Reproduce the listing below word for word, omitting the pictures.

===== Task material

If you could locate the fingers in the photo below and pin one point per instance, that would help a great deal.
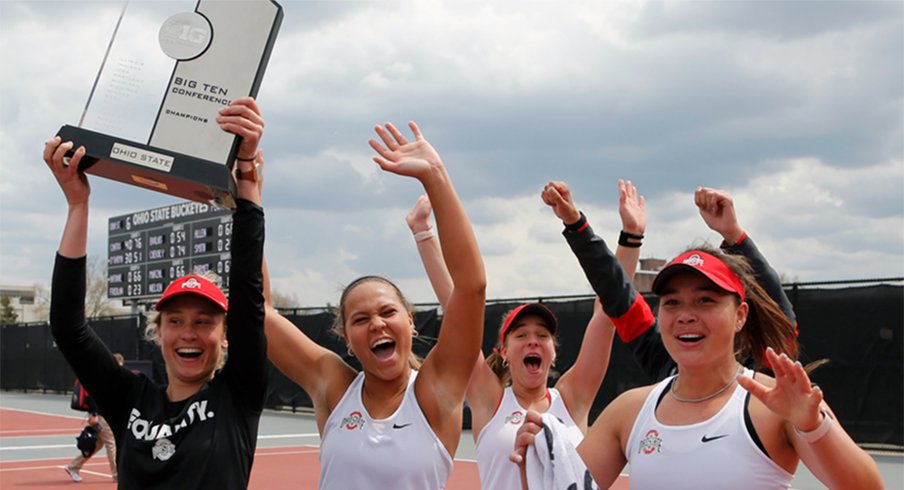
(396, 134)
(49, 148)
(416, 131)
(388, 140)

==========

▶ Output
If you could locate the fingers in the photo below and pin one point per instance, that would help a great deal.
(396, 134)
(49, 148)
(416, 131)
(388, 140)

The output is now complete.